■ **Goal**: Please render all the items below as a two-column CSV with the headers item_text and answer, one row per item, putting each field in quotes and turning its line breaks into spaces. Leave the pictures out.

### Record list

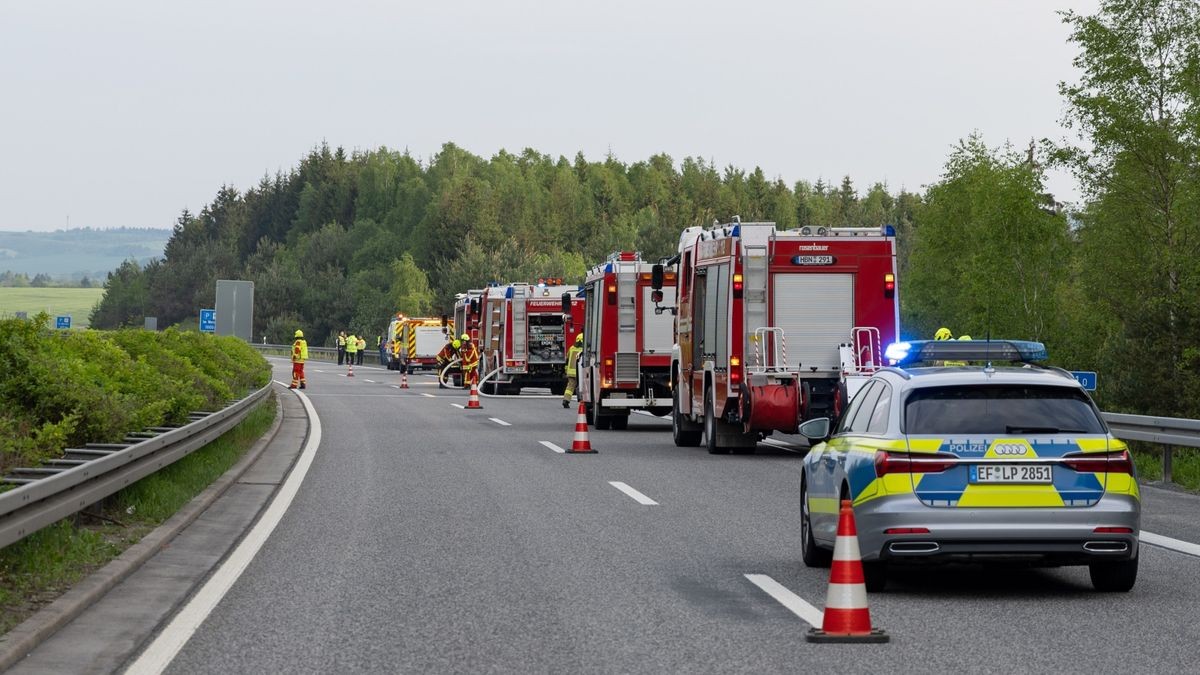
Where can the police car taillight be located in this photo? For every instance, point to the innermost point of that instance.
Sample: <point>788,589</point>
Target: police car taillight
<point>905,463</point>
<point>1101,463</point>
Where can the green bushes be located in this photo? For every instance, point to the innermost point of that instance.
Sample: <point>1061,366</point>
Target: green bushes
<point>63,388</point>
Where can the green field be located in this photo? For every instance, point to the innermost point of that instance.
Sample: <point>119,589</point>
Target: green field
<point>76,303</point>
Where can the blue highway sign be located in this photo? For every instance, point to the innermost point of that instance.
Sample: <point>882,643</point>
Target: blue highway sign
<point>1085,377</point>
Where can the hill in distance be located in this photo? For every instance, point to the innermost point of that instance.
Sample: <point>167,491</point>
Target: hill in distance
<point>72,254</point>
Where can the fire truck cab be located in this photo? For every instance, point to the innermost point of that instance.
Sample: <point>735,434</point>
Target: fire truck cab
<point>467,310</point>
<point>628,338</point>
<point>523,335</point>
<point>777,327</point>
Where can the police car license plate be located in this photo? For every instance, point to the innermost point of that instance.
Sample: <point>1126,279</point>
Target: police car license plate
<point>1012,473</point>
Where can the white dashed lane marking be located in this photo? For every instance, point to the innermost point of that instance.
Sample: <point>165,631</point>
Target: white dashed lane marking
<point>798,605</point>
<point>637,496</point>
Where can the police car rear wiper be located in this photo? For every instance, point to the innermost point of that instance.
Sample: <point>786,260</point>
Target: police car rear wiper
<point>1012,429</point>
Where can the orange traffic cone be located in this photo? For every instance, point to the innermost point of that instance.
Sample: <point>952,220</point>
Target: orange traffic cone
<point>581,444</point>
<point>846,616</point>
<point>473,401</point>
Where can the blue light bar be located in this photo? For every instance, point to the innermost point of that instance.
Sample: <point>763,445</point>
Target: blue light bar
<point>919,351</point>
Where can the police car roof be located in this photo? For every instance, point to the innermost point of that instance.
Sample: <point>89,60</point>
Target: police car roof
<point>977,375</point>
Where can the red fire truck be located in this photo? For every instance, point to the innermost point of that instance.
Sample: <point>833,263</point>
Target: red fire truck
<point>523,336</point>
<point>777,327</point>
<point>628,339</point>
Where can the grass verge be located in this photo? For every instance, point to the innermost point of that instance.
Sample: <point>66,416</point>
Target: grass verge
<point>41,567</point>
<point>1185,465</point>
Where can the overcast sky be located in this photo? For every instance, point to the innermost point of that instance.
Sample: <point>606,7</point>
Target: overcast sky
<point>124,113</point>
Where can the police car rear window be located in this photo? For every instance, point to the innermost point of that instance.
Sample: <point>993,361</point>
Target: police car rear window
<point>1000,410</point>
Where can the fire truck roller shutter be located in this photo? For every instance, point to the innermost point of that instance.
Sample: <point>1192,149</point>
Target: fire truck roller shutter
<point>816,312</point>
<point>658,329</point>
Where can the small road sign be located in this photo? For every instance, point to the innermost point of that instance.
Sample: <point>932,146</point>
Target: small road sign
<point>1085,377</point>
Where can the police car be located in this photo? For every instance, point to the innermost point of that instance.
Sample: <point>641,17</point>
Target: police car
<point>973,463</point>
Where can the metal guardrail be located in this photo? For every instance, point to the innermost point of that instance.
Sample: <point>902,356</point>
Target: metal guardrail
<point>315,353</point>
<point>1168,431</point>
<point>90,473</point>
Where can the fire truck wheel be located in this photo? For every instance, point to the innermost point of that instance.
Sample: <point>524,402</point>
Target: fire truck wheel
<point>711,430</point>
<point>683,437</point>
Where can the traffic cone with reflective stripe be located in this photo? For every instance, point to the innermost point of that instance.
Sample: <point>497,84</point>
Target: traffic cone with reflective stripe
<point>473,401</point>
<point>581,444</point>
<point>846,616</point>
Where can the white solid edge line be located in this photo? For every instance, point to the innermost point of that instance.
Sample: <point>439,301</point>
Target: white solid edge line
<point>156,657</point>
<point>798,605</point>
<point>1169,543</point>
<point>637,496</point>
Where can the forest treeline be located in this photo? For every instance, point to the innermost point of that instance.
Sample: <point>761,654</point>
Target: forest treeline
<point>346,239</point>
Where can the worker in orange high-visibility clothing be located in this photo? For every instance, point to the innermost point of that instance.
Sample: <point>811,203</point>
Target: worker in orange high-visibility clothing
<point>469,354</point>
<point>449,352</point>
<point>299,354</point>
<point>573,359</point>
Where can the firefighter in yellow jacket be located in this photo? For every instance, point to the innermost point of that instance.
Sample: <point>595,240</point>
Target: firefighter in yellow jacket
<point>469,356</point>
<point>299,354</point>
<point>573,363</point>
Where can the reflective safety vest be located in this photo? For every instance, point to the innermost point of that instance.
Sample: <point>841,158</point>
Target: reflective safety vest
<point>299,351</point>
<point>573,358</point>
<point>469,356</point>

######

■ **Exercise output**:
item_text,answer
"Where can the police car taillight be located in this photo? For every instance, point to the innermost point of that instance. Sample: <point>788,589</point> Target: police car taillight","<point>905,463</point> <point>1101,463</point>"
"Where can the green bushes be located in this photo? For every instance, point to the innermost point of that instance. Sample: <point>1061,366</point> Target: green bushes","<point>63,388</point>"
"Where can the green field be located in this photo? For every instance, point to the innermost point of that instance. Sample: <point>119,589</point> Target: green field","<point>76,303</point>"
"Where can the blue highway sign be located in this photo? For every instance, point to the innermost point of that instance. Sample: <point>882,643</point> Target: blue highway sign","<point>1085,377</point>"
"Where can the hill in distance be located in this photo? For every instance, point to the innermost point of that instance. Sample: <point>167,491</point> Target: hill in distance","<point>72,254</point>"
"Where can the fire truck cab be located in this photo? For every instance, point to the innermost point of that instance. Sample: <point>735,434</point> Target: fire truck cab","<point>467,310</point> <point>628,338</point> <point>523,335</point> <point>777,327</point>"
"Where can the police car license plate be located in this photo? For every instance, point to the innermost point of that instance. Sample: <point>1126,279</point> Target: police car license plate","<point>1012,473</point>"
"Where can the white dashed lane marking be located in this photo? For every instance, point to the innermost point of that instance. Sample: <point>165,631</point> Target: white dashed lane marking","<point>798,605</point> <point>637,496</point>"
"Where can the police car rear wiper be located in this photo? For every instance, point to the innermost point of that instance. Sample: <point>786,260</point> Target: police car rear wiper","<point>1012,429</point>"
"Where can the orange traffic cone be located in this photo? For every instance, point to the innermost point of that instance. Sample: <point>952,220</point> Target: orange traffic cone","<point>581,444</point> <point>846,616</point> <point>473,401</point>"
"Where can the blue light bar be located in this photo? For every instance, point to the innermost point of that instance. Sample: <point>763,445</point> Target: blue light bar","<point>919,351</point>"
"Where can the police car roof be located in this photo? For every instance, point to the innermost point of that instance. Sample: <point>89,60</point> Target: police car roof","<point>977,375</point>"
"Where can the red fire truck be located in this photo? For every instance, point to the innermost point of that instance. Sample: <point>833,263</point> Target: red fire truck","<point>523,336</point> <point>777,327</point> <point>628,339</point>"
"Where can the grass verge be located in this photo? For every instance, point to the innermost point of that instance. Sample: <point>66,416</point> Target: grass verge","<point>41,567</point> <point>1185,465</point>"
"Where can the overcast sky be located in this photo? For every instance, point to the innermost point of that instance. Sample: <point>606,7</point> Target: overcast sky","<point>124,113</point>"
"Where can the police car rear window be located in this photo? For every instance, point to the innermost point of that instance. Sample: <point>993,361</point> Target: police car rear window","<point>1000,410</point>"
"Where can the fire truck roller shutter be located in this photo? For every instance, point to the innermost point of that instance. Sample: <point>1192,149</point> Target: fire truck roller shutter","<point>816,312</point> <point>658,329</point>"
"Where can the small road sign be located in this photo? For every instance, point to the innermost point of that instance. Sample: <point>932,146</point> Target: small road sign","<point>1085,377</point>"
"Where can the police car be located in this photo? For every instance, point to the innermost point of that instance. Sample: <point>641,17</point> Target: police car","<point>973,463</point>"
"Where can the metal guardrail be located in this photo? For every instance, point to the innermost point of that instance. Sample: <point>902,356</point> Target: metal guardrail","<point>315,353</point> <point>1168,431</point> <point>90,473</point>"
"Where can the fire truck wheel be located in this photo? For every instance, point to the innermost point of that instance. Sample: <point>524,402</point> Target: fire truck wheel","<point>711,430</point> <point>683,437</point>"
"Where can the traffic cone with reflective stripe be located in this photo? For every instance, point to the innermost point of that instance. Sample: <point>497,84</point> Target: traffic cone with reflective stripe","<point>473,401</point> <point>581,444</point> <point>846,616</point>"
"Where can the white solid edge line be located in this photo? For every instance, point to the innermost point of that instance. Sample: <point>439,301</point> Target: white solid edge line","<point>156,657</point> <point>798,605</point> <point>1169,543</point> <point>637,496</point>"
"Where can the forest treeline be located in this photo? For every instance, point to the innermost point of that instance. Sample: <point>761,654</point> Target: forest treeline","<point>346,239</point>"
"Where can the worker in orange high-visibility clothing be located in this photo? For every instance, point to the innermost point of that instance. Sample: <point>811,203</point> Target: worker in orange high-visibility clothing","<point>469,354</point> <point>449,352</point> <point>299,354</point> <point>573,359</point>"
"Where can the firefighter in yellow jacket be located in this photo? For every instance, point to the innermost point of that instance. Sample: <point>595,240</point> Target: firefighter in yellow jacket","<point>469,356</point> <point>299,354</point> <point>573,363</point>"
"Where can the reflective safety vest be located in this photo? For every instance, point to the innermost point of that instance. Sample: <point>841,158</point> Target: reflective safety vest","<point>299,351</point> <point>573,358</point> <point>469,356</point>"